Contour labeling entries:
□ □ □ □ □ □ □
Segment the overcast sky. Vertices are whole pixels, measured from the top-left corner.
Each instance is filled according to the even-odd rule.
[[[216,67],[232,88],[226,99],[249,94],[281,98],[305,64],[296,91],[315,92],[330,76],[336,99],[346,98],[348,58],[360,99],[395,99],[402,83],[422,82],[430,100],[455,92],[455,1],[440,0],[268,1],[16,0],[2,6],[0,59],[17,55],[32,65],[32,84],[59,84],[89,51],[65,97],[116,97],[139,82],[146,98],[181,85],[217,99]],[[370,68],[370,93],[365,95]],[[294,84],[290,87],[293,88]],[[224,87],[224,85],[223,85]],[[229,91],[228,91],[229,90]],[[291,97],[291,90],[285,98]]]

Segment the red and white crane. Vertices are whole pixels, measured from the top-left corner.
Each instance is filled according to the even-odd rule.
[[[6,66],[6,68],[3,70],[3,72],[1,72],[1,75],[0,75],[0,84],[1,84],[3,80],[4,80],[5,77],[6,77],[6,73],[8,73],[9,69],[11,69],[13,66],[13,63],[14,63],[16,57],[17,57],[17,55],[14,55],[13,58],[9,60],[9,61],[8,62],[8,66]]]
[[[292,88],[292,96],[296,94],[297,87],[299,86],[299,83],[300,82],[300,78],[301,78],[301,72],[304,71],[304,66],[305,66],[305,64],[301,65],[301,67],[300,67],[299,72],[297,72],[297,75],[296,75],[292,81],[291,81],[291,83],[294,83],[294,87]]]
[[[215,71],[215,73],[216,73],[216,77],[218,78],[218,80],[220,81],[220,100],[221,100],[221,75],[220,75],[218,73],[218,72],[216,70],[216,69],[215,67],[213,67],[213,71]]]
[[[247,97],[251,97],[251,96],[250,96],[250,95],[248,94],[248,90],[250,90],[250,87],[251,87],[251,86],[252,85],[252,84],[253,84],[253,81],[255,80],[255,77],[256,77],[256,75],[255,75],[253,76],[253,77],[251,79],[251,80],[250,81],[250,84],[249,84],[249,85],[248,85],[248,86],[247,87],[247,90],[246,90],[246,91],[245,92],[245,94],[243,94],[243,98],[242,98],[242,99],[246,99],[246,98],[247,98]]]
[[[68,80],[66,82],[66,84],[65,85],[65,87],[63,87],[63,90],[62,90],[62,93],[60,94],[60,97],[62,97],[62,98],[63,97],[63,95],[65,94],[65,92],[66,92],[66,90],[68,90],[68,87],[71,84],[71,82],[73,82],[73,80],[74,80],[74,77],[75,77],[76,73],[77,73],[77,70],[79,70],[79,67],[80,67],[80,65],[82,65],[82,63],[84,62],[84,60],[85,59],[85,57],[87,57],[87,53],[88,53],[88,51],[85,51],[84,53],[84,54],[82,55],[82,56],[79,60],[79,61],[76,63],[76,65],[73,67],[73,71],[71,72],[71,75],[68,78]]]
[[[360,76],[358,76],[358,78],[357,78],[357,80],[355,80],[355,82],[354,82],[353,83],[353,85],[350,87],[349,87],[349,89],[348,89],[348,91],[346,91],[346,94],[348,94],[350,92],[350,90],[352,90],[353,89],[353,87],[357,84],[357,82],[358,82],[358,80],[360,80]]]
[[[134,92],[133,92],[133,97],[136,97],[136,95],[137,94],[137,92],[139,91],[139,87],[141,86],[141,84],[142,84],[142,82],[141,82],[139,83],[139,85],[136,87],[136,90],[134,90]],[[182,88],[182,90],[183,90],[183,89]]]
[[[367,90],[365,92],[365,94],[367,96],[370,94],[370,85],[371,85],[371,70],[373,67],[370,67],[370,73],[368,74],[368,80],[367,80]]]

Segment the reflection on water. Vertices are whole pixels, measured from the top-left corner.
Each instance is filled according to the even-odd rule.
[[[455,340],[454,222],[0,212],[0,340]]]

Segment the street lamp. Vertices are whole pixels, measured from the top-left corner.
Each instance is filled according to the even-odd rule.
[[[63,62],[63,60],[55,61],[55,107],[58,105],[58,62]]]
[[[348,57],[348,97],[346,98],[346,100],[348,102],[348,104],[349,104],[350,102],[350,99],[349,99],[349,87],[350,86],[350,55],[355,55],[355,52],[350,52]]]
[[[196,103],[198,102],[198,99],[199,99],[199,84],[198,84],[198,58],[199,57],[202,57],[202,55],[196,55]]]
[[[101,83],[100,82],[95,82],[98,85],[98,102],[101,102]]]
□ □ □ □ □ □ □
Reproduce the part of the listing that opens with the line containing "Segment the street" and runs through the end of the listing, requests included, shifting every vertex coordinate in the answers by -128.

TASK ANSWER
Segment the street lamp. Vertices are whole pixels, measured from the top-left corner.
Each instance is filled according to the even-odd rule.
[[[-65,-66],[-65,-68],[-73,-67],[-73,-21],[-70,-23],[-70,-66]]]
[[[220,-71],[220,-31],[218,-30],[218,-28],[220,-26],[220,-24],[221,-24],[222,-26],[222,-29],[221,-29],[221,-41],[222,-42],[222,-73],[227,-73],[227,-76],[222,-76]]]
[[[68,-25],[70,-26],[70,-29],[71,-29],[71,-44],[70,-44],[70,-70],[71,-71],[74,-71],[74,-73],[68,-73]]]
[[[-27,-45],[-28,-46],[-33,-46],[-30,-43],[-30,-26],[-27,-26]]]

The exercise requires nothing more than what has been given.